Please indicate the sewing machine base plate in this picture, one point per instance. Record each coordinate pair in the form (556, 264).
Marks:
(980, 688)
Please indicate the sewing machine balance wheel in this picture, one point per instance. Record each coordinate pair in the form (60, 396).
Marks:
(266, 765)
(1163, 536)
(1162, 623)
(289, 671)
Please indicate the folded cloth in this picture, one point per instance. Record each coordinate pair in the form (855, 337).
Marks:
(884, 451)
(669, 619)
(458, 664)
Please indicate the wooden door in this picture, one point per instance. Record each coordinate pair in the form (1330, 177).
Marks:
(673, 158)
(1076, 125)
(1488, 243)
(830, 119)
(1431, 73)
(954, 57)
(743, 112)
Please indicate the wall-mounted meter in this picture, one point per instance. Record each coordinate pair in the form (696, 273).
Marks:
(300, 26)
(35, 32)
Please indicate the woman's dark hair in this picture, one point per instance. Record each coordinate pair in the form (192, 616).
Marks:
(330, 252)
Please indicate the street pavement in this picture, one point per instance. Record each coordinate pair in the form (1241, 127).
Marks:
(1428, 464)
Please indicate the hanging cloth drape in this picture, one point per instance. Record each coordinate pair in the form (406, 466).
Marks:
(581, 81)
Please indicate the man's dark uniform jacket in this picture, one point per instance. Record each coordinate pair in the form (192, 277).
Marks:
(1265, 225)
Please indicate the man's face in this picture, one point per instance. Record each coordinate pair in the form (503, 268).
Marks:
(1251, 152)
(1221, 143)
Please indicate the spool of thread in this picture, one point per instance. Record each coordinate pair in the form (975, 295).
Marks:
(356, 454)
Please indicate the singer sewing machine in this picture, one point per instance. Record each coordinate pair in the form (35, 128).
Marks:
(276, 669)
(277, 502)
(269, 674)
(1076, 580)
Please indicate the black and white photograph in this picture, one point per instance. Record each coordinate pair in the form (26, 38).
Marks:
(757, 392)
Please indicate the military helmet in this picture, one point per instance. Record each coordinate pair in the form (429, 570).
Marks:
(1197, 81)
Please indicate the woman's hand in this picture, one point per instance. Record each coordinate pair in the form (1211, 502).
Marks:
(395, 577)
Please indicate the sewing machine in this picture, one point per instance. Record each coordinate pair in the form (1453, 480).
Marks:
=-=-=
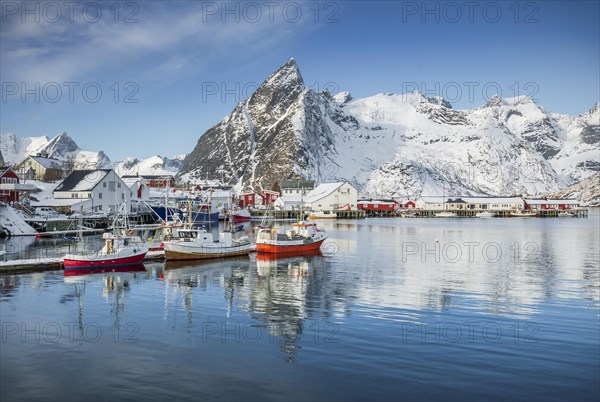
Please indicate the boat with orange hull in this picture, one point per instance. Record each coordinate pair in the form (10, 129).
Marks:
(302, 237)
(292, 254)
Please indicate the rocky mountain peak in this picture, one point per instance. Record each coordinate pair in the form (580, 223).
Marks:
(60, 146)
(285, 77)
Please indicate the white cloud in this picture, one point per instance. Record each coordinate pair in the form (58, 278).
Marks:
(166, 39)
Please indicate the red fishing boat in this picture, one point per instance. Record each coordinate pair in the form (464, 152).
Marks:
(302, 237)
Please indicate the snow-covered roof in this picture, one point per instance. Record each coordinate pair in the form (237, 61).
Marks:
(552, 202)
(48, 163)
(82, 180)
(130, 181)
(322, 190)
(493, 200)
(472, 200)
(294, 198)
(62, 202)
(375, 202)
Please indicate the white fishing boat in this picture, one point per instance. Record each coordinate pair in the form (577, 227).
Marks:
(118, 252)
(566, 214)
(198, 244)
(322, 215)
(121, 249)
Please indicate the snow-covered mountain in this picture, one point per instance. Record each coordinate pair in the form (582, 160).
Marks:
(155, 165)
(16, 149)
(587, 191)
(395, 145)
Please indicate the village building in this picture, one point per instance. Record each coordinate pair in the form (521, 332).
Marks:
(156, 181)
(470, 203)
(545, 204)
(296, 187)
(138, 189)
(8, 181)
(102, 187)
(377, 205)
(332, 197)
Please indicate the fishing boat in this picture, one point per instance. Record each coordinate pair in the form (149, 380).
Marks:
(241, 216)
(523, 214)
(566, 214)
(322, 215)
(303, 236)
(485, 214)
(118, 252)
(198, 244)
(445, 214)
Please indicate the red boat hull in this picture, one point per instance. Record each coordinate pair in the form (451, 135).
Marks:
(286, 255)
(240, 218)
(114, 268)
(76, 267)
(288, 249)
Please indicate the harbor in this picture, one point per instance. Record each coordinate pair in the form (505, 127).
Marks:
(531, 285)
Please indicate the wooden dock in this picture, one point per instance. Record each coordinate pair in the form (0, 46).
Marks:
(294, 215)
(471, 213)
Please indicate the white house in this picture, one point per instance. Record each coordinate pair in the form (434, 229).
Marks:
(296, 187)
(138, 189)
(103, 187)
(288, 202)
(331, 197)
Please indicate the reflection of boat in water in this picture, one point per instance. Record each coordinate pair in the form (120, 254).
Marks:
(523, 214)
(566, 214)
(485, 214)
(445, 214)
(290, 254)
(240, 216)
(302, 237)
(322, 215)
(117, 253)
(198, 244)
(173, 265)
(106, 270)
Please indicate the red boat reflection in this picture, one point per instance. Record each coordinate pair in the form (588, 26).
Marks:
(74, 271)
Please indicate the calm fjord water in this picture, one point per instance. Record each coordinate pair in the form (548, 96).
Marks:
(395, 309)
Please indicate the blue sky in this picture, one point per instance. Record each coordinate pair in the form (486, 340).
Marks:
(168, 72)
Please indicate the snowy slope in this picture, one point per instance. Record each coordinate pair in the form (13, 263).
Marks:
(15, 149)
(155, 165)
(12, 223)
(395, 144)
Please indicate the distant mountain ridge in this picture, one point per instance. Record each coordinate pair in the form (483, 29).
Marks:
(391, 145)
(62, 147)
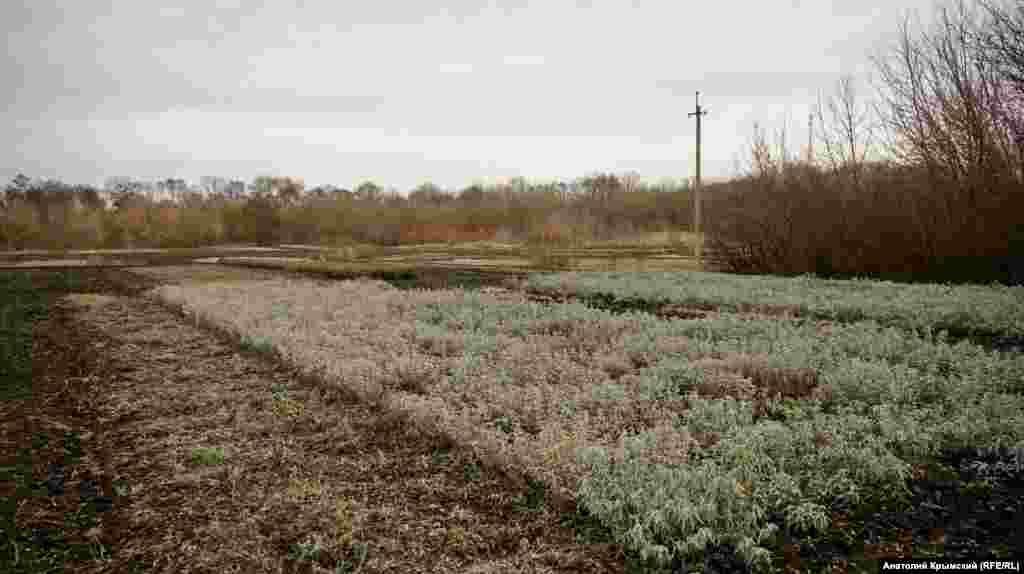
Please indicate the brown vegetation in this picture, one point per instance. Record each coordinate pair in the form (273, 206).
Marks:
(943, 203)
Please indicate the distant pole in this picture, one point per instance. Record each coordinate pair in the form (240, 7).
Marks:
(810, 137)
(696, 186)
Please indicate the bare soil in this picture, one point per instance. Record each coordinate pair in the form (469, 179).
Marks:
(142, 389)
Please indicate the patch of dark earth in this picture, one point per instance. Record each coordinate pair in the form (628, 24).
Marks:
=-=-=
[TASK TO CARRY OUT]: What belongs in the answer is each line of the listing that contains the word "cloth".

[RESULT FOR THIS EXERCISE]:
Please indicate the folded cloth in this picture, one point per instance. Record each coordinate pair in the form (855, 337).
Please indicate the hanging cloth drape in this picture, one point per instance. Record each coordinate pair in the form (406, 466).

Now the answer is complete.